Written task =
Write the next part of the seaborn plotting notebook shown below, starting right after its last line.

Source passage =
Another pretty cool plot from seaborn is  the `sns.scatterplot`. We can map a colormap to a variable and dot size to another.  

In [None]:
TCD_19.set_plotting_style_2()

In [None]:
#Initialize a new palette 
cmap = sns.cubehelix_palette(10, as_cmap=True)

plt.figure(figsize = (8,6))

ax = sns.scatterplot(x="distance", y="orbital_period",
                     hue="year", size="mass",
                     palette=cmap, sizes=(10, 200),
                     data=planets)

In [None]:
dots = sns.load_dataset("dots")
dots.head()


In [None]:
# Define a palette to ensure that colors will be
# shared across the facets
palette = dict(zip(dots.coherence.unique(),
                   sns.color_palette("rocket_r", 6)))

# Plot the lines on two facets
sns.relplot(x="time", y="firing_rate",
            hue="coherence", size="choice", col="align",
            size_order=["T1", "T2"], palette=palette,
            height=5, aspect=.75, facet_kws=dict(sharex=False),
            kind="line", legend="full", data=dots)

In [None]:
# Load an example dataset with long-form data
fmri = sns.load_dataset("fmri")

Extracted material =
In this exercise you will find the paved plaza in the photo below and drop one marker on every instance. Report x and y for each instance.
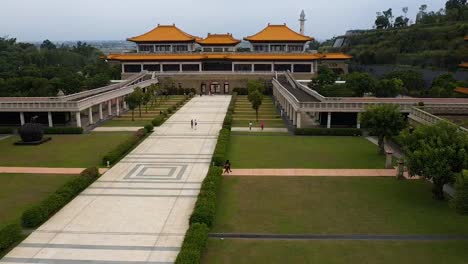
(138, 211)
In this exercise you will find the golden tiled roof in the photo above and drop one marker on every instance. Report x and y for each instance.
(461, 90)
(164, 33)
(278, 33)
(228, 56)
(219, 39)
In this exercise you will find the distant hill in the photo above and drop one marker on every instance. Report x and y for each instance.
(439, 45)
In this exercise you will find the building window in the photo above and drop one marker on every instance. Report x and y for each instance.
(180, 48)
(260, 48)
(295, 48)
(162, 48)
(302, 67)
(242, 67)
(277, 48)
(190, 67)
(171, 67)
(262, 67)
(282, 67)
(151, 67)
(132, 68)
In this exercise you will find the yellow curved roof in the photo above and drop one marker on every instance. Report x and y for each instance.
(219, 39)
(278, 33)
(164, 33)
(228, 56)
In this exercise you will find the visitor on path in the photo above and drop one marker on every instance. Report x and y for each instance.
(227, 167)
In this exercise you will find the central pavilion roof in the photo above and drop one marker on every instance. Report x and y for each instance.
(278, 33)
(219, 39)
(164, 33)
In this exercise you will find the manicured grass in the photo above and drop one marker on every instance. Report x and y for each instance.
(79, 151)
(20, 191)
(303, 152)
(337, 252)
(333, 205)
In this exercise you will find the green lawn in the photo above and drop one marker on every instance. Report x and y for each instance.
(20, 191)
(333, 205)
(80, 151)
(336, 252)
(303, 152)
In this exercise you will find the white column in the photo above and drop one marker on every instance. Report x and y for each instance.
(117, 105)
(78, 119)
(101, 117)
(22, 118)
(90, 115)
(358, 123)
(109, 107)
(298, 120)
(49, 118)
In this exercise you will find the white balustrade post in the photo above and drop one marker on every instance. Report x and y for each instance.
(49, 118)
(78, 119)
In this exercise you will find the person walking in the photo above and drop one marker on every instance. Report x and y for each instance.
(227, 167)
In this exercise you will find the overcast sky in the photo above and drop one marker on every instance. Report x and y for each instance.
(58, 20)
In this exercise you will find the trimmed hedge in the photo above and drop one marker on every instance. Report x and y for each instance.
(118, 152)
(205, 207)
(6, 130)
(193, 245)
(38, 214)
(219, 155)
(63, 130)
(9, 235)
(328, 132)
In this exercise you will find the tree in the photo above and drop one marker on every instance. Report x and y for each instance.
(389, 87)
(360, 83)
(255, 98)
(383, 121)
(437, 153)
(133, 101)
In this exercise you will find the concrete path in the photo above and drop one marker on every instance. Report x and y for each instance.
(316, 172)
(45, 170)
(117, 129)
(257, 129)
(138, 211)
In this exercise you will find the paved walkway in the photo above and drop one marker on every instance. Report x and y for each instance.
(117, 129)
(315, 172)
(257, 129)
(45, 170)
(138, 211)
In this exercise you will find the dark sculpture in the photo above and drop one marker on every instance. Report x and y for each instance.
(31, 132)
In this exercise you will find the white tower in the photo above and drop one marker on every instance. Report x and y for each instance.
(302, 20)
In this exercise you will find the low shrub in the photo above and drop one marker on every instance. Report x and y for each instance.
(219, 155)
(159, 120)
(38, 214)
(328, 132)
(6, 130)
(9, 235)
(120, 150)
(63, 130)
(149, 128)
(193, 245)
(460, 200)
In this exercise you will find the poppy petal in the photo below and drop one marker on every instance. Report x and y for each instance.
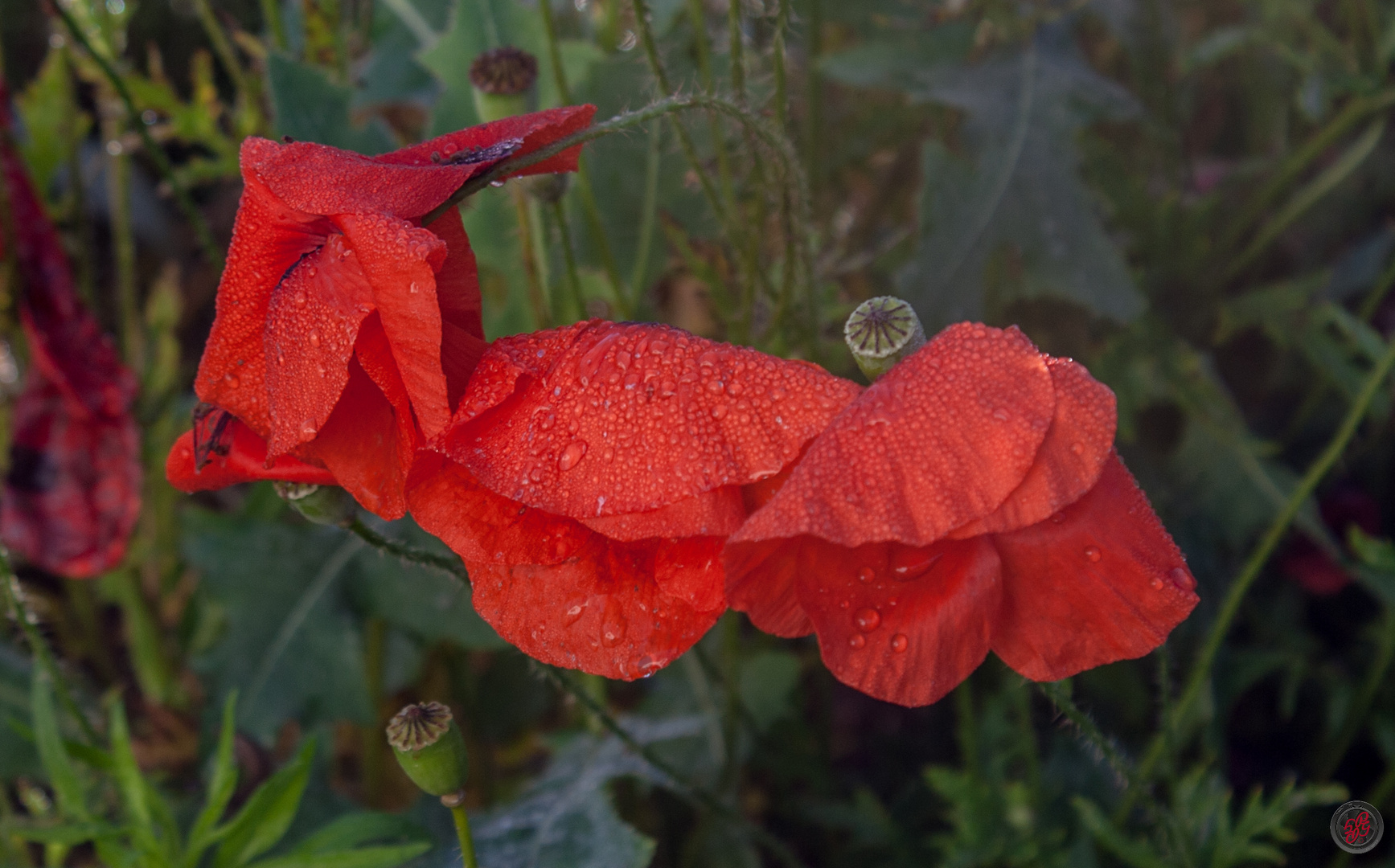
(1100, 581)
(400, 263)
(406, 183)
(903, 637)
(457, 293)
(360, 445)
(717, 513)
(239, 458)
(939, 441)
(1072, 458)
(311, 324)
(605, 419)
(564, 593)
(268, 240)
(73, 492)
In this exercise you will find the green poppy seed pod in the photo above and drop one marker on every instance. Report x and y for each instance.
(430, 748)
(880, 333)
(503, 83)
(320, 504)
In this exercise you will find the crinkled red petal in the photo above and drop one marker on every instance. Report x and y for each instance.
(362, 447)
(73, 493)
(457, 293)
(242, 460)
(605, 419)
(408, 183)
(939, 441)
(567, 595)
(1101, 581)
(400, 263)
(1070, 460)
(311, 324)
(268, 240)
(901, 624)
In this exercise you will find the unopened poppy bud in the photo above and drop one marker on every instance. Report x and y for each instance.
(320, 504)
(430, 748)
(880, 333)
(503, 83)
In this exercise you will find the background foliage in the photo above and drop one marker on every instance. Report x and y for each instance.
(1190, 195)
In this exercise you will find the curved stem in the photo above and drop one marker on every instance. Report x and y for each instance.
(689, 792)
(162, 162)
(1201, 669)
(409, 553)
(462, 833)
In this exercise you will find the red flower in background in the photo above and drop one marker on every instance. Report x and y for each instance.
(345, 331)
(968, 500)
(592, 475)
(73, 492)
--
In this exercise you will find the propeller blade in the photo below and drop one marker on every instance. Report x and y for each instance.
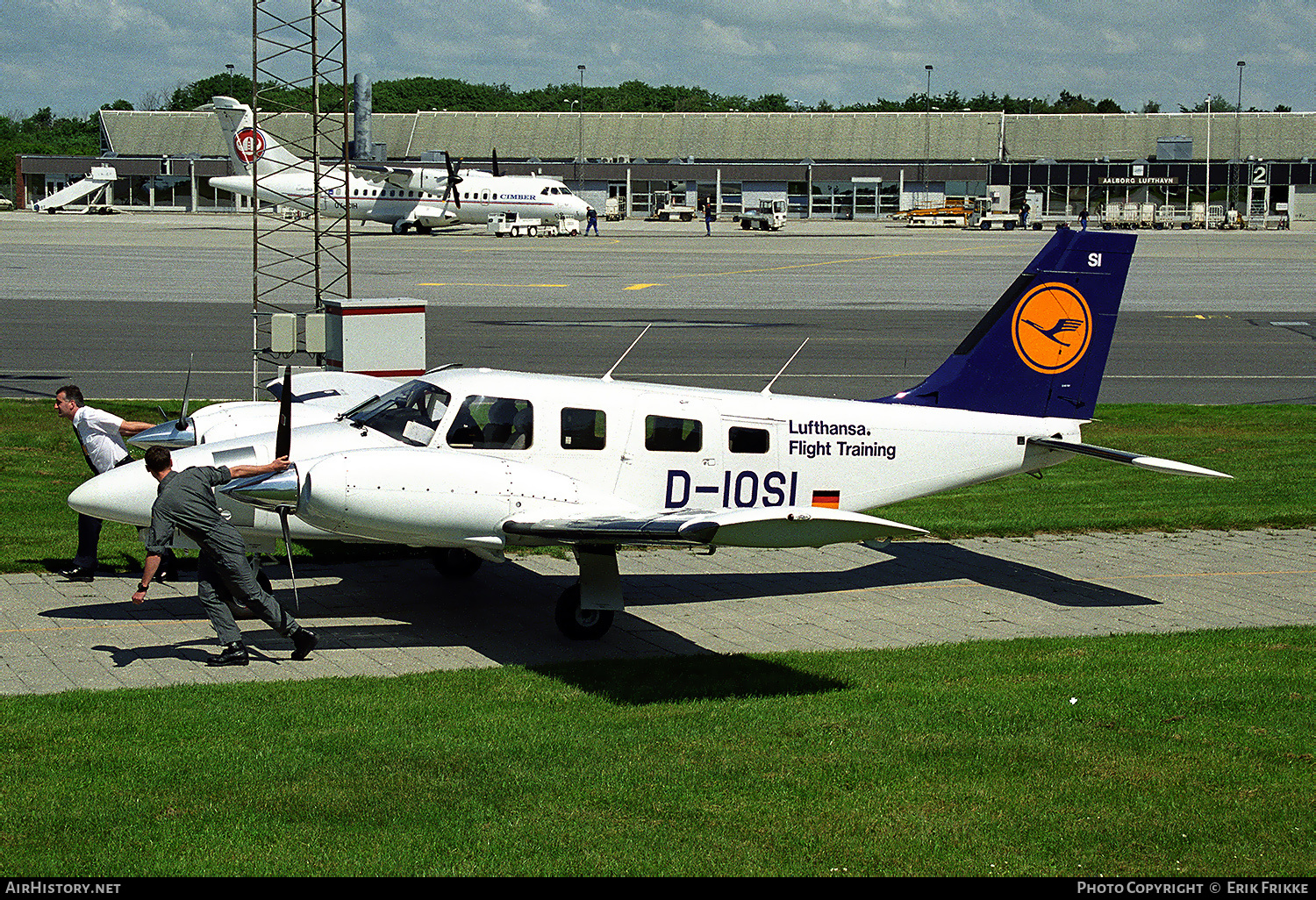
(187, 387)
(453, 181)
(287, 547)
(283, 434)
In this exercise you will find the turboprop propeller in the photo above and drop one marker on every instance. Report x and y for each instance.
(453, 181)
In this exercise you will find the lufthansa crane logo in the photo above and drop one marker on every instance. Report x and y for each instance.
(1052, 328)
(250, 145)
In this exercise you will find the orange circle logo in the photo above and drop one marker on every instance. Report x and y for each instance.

Result of this task =
fmri.tail()

In [None]:
# Plot the responses for different events and regions
sns.lineplot(x="timepoint", y="signal",
             hue="region", style="event",
             data=fmri, palette= 'Set2_r')

In [None]:
flights = sns.load_dataset("flights")
flights.head()


In [None]:
flights = flights.pivot("month", "year", "passengers")
flights.head()

In [None]:
ax = sns.heatmap(flights, robust = True, cmap = 'inferno_r')

In [None]:
plt.figure(figsize = (8,6))
sns.heatmap(flights, annot=True, fmt="d",robust = True, cmap = 'inferno_r')

In [None]:
month_correlation_mat = flights.T.corr()

In [None]:
sns.clustermap(month_correlation_mat, cmap = 'inferno_r', robust = True)